Would you copy out all of the data below word for word, keeping every line unchanged?

· · · ·

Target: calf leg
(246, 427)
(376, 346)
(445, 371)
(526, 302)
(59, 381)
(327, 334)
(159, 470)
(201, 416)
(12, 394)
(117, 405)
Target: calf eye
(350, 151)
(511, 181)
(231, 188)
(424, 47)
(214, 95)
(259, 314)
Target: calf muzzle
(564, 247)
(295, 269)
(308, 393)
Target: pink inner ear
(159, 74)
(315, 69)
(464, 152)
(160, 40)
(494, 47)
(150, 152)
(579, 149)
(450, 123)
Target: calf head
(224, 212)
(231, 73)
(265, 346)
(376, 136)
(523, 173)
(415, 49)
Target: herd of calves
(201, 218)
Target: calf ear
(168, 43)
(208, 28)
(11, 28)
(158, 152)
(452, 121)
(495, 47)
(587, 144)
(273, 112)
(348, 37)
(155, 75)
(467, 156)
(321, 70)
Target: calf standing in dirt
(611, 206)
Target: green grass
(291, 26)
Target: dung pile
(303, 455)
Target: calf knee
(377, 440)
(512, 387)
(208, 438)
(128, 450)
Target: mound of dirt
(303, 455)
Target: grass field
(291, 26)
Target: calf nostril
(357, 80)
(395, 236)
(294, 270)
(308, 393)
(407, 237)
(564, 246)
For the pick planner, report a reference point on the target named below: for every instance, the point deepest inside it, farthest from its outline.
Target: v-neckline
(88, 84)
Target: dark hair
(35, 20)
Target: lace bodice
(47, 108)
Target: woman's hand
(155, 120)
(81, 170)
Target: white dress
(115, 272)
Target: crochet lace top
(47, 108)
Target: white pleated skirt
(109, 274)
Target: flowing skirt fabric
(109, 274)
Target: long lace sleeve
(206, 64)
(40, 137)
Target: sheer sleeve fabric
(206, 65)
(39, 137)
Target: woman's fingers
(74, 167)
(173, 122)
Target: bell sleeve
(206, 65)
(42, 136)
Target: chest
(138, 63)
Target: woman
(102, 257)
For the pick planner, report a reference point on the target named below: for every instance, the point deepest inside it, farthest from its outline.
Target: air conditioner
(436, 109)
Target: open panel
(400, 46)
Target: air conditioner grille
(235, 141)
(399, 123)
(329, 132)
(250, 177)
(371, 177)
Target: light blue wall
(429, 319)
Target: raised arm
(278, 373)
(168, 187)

· · · ·

→ Answer to the exercise
Target: calf leg
(246, 427)
(376, 346)
(445, 371)
(526, 302)
(59, 381)
(327, 334)
(159, 470)
(201, 416)
(12, 394)
(117, 405)
Target: calf eye
(350, 151)
(511, 181)
(231, 188)
(424, 47)
(214, 95)
(259, 314)
Target: calf muzzle
(564, 247)
(295, 269)
(308, 393)
Target: pink inner ear
(159, 74)
(315, 69)
(464, 152)
(160, 40)
(494, 47)
(150, 152)
(579, 149)
(450, 123)
Target: calf head
(224, 212)
(231, 73)
(265, 346)
(376, 136)
(523, 173)
(415, 49)
Target: herd of calves
(201, 218)
Target: calf ear
(168, 43)
(208, 28)
(11, 28)
(158, 152)
(452, 121)
(495, 47)
(587, 144)
(273, 112)
(348, 37)
(155, 75)
(467, 156)
(321, 70)
Target: calf standing in dirt
(611, 206)
Target: green grass
(291, 26)
Target: dung pile
(303, 455)
Target: calf knee
(377, 440)
(512, 387)
(208, 438)
(128, 450)
Target: mound of dirt
(303, 455)
Target: grass field
(291, 26)
Target: calf nostril
(357, 80)
(395, 236)
(294, 270)
(308, 393)
(407, 237)
(564, 246)
For the pick planner, report a reference point on the target named below: for every instance, the point deepest inside it, farthest from its outline.
Target: v-neckline
(88, 84)
Target: dark hair
(35, 20)
Target: lace bodice
(47, 108)
Target: woman's hand
(155, 120)
(81, 170)
Target: white dress
(115, 272)
Target: crochet lace top
(47, 108)
Target: white pleated skirt
(109, 274)
Target: flowing skirt fabric
(109, 274)
Target: long lace sleeve
(206, 64)
(40, 137)
Target: sheer sleeve fabric
(206, 65)
(39, 137)
Target: woman's fingers
(74, 167)
(173, 122)
Target: bell sleeve
(206, 65)
(42, 136)
Target: chest
(138, 63)
Target: woman
(102, 257)
For the pick planner, report a reference point on the target named below: for every instance, the point deepest inside it, farthest from its outline.
Target: air conditioner
(436, 109)
Target: open panel
(400, 46)
Target: air conditioner grille
(235, 141)
(399, 123)
(329, 132)
(250, 177)
(371, 177)
Target: light blue wall
(429, 319)
Target: raised arm
(278, 373)
(168, 187)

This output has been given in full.